• [Выбранный текст]
::::::::

Порядок выводился из хаоса, определенность из неопределенности. Чтобы выстроить новую систему, двинуться вперед, следовало пройти фазу хаотизации. Хаос, как состояние, предшествующее зарождению нового, характеризовался эпитетом «животворящий». Животворящими в традиционном обществе считались сакральные атрибуты. Теперь животворящим оказывался хаос, сопряженный ранее с инфернальностью и небытием.
Следствием теории хаоса должен был стать отказ от всего того, что было связано с классическими подходами – от целей, от задач, от моделей, от систем, от институтов. Производной от нее стала концепция неопределенности – эджайла. Она получила распространение в том числе и в педагогике. Педагогическая эджайлизация означала отказ от ценностных целей, которые теперь могли меняться по ходу развертки проекта. Наставление Сенеки о том, что для корабля не знающего своего курса не бывает попутного ветра, более не бралось в расчет. Теперь любой ветер мог считаться попутным, равно как попутным мог не считаться никакой.
Теория управляемого хаоса: Стивен Манн
Политический ракурс теории хаоса был придан американским политологом и политиком Стивеном Манном. Собственно, им и была выдвинута концепция управляемого хаоса, приобретшая широкую популярность в современной политологии. Стивен Манн считался специалистом по СССР, после распада которого специализировался по проблематике России и постсоветского пространства. Его имя традиционно связывается с «цветными революциями». То, что специалист по России и «цветным революциям» стал главным разработчиком концепции «управляемого хаоса» само по себе говорит о том, что ее применение мыслилось прежде всего в отношении к задачам хаотизации постсоветских государств.

::::::::

• [Сохранённые строки]

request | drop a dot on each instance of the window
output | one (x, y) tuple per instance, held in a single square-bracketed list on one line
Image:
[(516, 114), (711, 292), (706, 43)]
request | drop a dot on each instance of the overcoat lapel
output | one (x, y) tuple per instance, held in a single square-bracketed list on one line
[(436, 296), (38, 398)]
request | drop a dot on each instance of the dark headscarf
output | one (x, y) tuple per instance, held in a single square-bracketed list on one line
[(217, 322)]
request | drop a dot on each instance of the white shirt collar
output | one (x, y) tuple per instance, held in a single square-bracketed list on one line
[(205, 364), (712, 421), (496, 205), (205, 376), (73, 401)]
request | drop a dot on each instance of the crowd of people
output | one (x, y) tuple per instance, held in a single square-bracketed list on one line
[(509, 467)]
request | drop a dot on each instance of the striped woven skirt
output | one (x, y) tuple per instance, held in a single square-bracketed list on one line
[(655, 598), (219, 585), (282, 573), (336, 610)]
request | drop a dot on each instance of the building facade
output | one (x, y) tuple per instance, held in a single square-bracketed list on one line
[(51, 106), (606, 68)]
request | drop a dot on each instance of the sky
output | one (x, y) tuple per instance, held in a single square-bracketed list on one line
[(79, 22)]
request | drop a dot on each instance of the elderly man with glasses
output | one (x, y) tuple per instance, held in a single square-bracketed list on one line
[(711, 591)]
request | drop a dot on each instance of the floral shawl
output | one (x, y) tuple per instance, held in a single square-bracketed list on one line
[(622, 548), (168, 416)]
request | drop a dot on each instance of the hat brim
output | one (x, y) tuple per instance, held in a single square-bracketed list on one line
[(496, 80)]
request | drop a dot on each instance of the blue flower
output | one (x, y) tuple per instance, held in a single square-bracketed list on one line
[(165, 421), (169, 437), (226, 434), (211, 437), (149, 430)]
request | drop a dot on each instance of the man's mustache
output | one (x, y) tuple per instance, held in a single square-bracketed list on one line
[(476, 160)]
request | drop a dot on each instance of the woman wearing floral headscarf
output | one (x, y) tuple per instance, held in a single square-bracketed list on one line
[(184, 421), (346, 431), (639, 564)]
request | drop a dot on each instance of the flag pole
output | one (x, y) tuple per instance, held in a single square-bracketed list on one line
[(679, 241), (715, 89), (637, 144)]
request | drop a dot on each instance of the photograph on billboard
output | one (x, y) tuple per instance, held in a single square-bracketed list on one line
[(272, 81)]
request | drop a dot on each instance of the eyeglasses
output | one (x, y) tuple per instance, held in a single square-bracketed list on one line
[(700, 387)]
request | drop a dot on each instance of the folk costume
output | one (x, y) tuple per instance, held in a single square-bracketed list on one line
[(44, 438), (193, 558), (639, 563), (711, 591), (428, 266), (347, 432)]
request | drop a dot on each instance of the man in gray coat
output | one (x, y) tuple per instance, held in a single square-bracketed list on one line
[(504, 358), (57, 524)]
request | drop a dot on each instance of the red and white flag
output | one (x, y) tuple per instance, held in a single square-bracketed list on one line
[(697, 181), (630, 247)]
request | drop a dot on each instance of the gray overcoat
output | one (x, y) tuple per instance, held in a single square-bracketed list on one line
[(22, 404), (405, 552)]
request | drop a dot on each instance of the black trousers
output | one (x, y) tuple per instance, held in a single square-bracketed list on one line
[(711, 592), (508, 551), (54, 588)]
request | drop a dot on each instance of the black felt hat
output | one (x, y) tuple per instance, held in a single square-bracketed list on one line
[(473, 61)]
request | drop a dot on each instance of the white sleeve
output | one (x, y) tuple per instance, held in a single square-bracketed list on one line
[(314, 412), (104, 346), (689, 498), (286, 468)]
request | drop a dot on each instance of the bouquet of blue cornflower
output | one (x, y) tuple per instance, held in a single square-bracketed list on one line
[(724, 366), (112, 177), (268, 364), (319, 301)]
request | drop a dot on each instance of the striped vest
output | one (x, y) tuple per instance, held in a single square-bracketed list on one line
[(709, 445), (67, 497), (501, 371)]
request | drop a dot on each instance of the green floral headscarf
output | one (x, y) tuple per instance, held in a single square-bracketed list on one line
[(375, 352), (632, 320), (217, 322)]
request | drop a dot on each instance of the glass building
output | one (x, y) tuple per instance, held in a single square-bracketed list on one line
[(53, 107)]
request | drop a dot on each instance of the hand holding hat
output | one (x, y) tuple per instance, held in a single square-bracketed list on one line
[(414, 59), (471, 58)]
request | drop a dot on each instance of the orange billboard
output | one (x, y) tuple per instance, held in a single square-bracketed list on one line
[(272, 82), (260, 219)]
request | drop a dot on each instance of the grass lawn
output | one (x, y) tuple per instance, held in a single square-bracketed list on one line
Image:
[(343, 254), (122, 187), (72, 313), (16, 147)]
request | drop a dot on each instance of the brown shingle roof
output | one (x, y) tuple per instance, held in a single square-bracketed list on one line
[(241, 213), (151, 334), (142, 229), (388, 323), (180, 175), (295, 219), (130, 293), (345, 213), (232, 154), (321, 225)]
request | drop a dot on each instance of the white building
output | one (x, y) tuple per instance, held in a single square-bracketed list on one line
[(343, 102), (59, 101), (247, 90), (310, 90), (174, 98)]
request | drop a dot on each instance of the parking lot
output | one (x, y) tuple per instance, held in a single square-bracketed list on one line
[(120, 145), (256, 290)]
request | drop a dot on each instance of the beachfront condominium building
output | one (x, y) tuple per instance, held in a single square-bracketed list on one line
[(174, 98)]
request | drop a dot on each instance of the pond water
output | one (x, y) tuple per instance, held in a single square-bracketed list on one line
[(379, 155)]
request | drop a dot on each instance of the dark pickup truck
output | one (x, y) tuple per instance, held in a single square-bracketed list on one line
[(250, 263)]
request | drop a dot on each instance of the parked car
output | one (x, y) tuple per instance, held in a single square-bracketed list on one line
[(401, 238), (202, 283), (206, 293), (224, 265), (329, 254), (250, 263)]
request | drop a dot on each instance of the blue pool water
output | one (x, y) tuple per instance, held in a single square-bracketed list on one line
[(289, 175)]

::::::::

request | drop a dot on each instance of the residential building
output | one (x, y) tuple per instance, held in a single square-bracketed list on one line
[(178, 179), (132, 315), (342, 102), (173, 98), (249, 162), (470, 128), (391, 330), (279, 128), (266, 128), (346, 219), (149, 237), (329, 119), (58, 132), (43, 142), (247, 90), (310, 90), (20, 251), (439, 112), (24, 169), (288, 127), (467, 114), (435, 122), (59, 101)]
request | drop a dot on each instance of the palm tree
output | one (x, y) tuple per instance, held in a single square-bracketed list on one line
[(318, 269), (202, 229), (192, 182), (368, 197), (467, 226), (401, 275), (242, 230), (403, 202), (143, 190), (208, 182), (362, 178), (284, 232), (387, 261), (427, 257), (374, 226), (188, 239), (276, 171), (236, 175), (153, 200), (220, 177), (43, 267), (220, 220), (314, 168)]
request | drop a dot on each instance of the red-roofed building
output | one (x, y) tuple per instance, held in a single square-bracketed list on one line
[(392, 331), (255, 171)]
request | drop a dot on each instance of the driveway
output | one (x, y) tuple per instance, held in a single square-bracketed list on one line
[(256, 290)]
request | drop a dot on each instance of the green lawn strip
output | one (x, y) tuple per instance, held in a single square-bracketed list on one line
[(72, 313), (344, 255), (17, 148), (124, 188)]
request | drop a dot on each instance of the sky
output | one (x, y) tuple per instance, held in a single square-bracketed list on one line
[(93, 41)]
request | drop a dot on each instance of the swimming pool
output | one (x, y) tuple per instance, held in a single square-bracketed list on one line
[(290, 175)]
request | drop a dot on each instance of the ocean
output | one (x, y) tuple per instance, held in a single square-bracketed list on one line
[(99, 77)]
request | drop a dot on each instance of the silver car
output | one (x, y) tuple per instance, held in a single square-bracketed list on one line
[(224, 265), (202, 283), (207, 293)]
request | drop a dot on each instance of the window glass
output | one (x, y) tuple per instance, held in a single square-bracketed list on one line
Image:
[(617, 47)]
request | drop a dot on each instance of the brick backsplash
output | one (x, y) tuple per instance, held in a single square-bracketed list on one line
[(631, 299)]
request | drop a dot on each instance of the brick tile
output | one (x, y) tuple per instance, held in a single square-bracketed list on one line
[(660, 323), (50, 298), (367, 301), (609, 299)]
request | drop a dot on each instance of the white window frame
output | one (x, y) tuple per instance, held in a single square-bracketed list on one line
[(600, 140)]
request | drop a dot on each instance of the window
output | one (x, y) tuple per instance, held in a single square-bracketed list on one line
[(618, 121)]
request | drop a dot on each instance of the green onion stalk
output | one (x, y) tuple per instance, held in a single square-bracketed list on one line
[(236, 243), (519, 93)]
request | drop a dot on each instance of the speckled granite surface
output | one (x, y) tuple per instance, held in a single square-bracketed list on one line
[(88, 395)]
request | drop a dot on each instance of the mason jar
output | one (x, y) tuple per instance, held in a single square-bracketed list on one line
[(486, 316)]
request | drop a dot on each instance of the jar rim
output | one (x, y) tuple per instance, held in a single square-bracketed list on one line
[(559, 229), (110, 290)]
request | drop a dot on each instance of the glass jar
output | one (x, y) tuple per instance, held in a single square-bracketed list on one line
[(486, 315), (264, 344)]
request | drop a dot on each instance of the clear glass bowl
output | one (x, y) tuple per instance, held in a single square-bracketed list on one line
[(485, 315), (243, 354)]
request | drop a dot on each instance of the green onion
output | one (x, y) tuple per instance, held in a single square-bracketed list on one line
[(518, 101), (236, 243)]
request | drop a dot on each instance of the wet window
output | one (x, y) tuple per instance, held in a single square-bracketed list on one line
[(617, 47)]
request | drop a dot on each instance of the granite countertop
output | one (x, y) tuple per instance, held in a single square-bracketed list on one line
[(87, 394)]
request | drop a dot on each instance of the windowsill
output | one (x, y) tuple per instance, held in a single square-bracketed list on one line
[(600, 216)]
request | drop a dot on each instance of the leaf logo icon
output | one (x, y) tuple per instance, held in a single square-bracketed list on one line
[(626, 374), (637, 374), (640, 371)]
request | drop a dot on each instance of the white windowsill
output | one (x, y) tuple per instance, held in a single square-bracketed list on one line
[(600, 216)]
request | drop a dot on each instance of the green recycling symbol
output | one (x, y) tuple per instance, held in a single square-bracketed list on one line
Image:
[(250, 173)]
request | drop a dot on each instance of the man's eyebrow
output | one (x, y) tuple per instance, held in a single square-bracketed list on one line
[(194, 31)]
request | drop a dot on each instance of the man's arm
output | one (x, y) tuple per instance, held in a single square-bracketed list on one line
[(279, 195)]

::::::::

• [Задание] Кто, согласно тексту о теории хаоса, выдвинул концепцию управляемого хаоса?

• [Письменный ответ] Американский политолог и политик Стивен Манн.